* [What to do]:
Pick out and copy every line in the data below that contains the word "white".
>>>>
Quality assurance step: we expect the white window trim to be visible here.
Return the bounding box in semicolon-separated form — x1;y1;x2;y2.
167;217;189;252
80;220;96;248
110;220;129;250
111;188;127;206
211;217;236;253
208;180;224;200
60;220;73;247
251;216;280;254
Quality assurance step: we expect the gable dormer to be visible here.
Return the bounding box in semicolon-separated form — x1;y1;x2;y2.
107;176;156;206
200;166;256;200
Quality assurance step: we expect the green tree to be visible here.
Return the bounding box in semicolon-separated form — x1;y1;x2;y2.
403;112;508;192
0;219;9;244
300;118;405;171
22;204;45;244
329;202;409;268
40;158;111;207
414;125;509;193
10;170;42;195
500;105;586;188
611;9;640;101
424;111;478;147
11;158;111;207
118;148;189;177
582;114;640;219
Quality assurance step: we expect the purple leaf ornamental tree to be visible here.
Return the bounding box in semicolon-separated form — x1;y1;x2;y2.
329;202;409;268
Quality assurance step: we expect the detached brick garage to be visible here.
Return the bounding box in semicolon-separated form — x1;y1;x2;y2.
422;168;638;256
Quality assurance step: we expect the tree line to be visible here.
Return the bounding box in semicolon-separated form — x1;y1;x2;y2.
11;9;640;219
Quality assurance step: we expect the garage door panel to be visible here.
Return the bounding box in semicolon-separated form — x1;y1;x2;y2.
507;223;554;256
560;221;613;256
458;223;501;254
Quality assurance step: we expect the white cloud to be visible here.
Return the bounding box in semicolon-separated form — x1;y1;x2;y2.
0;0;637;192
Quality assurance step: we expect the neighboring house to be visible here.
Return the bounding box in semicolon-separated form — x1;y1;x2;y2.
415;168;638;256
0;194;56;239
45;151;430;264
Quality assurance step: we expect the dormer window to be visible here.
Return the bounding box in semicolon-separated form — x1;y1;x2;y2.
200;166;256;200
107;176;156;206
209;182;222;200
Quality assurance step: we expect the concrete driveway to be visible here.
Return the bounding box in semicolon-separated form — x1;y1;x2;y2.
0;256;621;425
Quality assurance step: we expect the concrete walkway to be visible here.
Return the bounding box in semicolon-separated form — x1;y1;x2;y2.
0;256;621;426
<<<<
* [Final result]:
Quality assurance step: we expect the white window trim to be visible here.
Quality assurance step: we expect the white cloud to be visible here.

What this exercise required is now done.